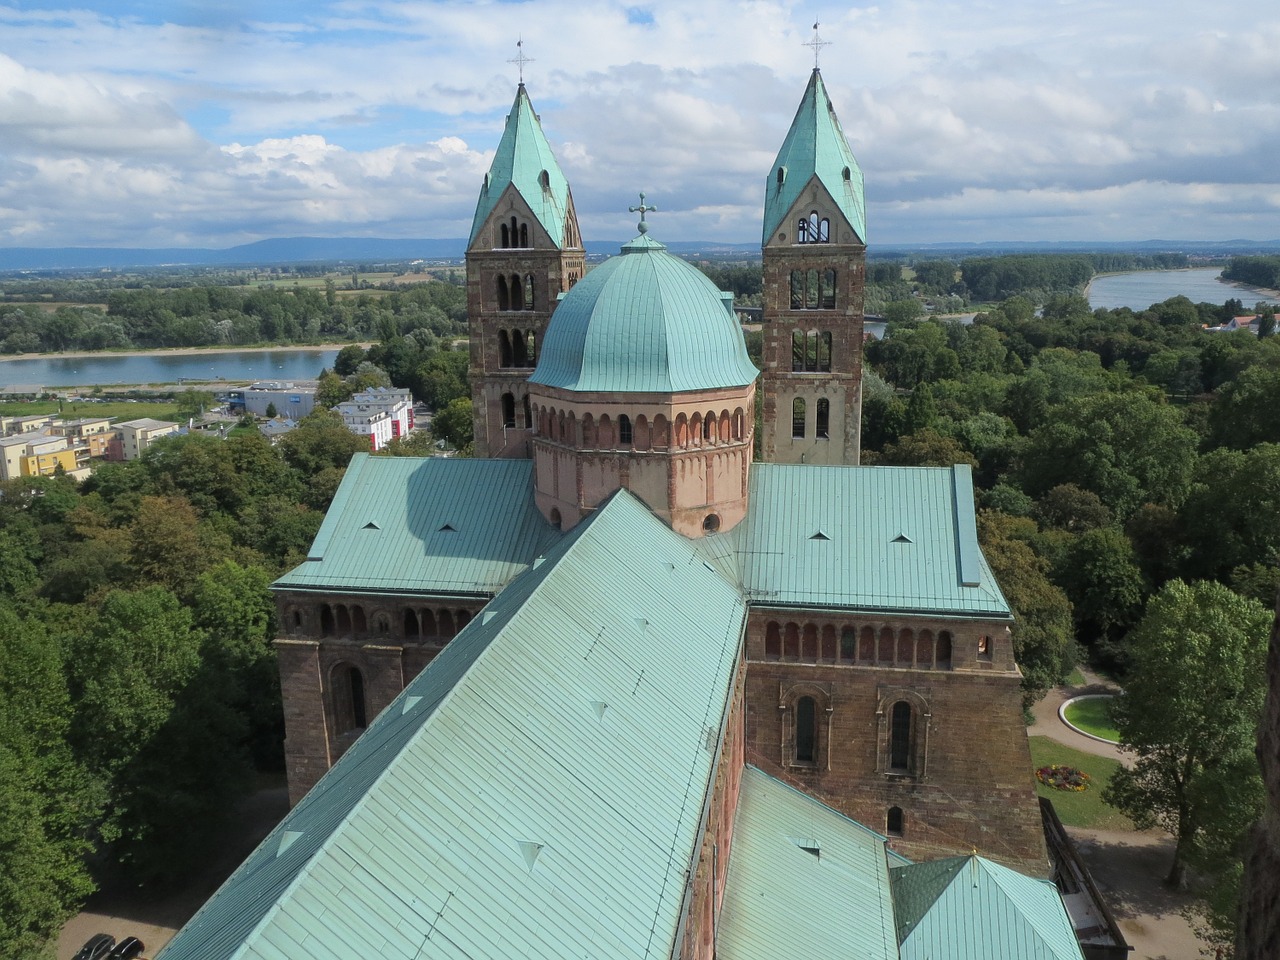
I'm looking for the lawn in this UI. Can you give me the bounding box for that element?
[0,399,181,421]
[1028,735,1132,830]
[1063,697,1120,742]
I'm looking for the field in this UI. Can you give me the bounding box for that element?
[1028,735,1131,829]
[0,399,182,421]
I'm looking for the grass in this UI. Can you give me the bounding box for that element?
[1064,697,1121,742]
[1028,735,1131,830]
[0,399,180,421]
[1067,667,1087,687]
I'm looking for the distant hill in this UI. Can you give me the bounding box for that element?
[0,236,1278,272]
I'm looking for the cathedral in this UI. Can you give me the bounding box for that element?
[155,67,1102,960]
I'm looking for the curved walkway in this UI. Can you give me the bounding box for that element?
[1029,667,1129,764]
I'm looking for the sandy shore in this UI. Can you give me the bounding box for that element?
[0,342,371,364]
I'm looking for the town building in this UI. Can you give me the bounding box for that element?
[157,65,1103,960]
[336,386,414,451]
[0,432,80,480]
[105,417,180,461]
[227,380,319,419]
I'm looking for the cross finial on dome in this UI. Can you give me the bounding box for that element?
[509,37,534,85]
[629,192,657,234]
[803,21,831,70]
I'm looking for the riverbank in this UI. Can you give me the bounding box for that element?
---------------
> _What to work on_: With images omitted, output the data exactly as given.

> _Output below_:
I'm looking for the lawn in this UI. Can you give me the bounding box for that element?
[0,399,181,421]
[1028,735,1132,830]
[1063,697,1120,742]
I'm looking for the field in this UI. Can you give me the bounding box for that element?
[1028,735,1131,829]
[0,399,182,421]
I'm looking for the grass in this UI. Can you give me the bounding box for that element?
[1064,697,1121,742]
[1028,735,1131,830]
[0,399,180,421]
[1067,667,1087,687]
I'm looking for the distant hill in this UI. Can you give me the bounding box for that element?
[0,236,1278,272]
I'm looking for the cathedral in this UI. Can you give me the bounding box for that element?
[155,67,1102,960]
I'm looking for the curved walkway in this UI. Can you give me the bounding box for that element?
[1029,667,1129,764]
I'm looking for the sandy shore in this UI. Can you give me the bounding box for that element?
[0,342,371,364]
I'm looking for the town building in this UI. Can you give me the bounding box for that element?
[157,65,1103,960]
[336,386,414,451]
[0,432,80,480]
[105,417,180,461]
[227,380,319,419]
I'm looking for the cross finial on dome in this UI. Can you give me the bounding box for that element?
[509,37,534,85]
[629,192,657,234]
[803,21,831,70]
I'm looking for the riverbank in this UI. Can you give me the bounding box for that element?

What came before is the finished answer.